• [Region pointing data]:
★ ★ ★

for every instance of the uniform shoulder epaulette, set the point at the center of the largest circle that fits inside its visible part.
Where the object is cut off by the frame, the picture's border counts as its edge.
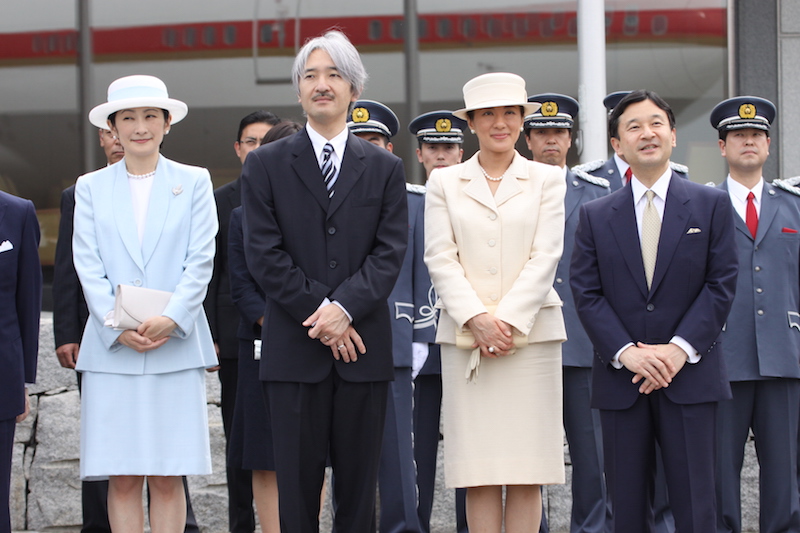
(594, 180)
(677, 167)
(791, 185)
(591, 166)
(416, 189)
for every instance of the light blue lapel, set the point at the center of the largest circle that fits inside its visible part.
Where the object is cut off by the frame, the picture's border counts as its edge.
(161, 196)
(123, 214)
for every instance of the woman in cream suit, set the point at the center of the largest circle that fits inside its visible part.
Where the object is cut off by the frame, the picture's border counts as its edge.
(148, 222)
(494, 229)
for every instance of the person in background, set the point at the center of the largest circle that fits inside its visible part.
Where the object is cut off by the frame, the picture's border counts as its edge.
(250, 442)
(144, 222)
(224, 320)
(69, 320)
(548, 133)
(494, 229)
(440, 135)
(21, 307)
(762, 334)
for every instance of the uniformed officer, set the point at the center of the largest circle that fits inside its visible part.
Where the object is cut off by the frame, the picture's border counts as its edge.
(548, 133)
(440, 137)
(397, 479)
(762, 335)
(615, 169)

★ ★ ★

• [WHAT YOU WILL DO]: Only the lines from the one containing "for every instance of the person" through the end of the entries above belong in the answer; repeat them exactly.

• [RESPONSE FOR THIS EXERCISE]:
for every instance of the person in background, set the point at the center of the largest circle that fits inside its visible part.
Where the object is cut off by the frame, the picture's border counts as its edge.
(250, 442)
(144, 222)
(224, 320)
(69, 320)
(548, 133)
(494, 229)
(440, 135)
(21, 307)
(762, 334)
for every instance of the uniformed officer, set the point at the center of the largest circle that fits inside its visible part.
Where the object is cut off by the frame, the picture's border counts as its edge.
(548, 133)
(440, 137)
(397, 479)
(762, 335)
(615, 169)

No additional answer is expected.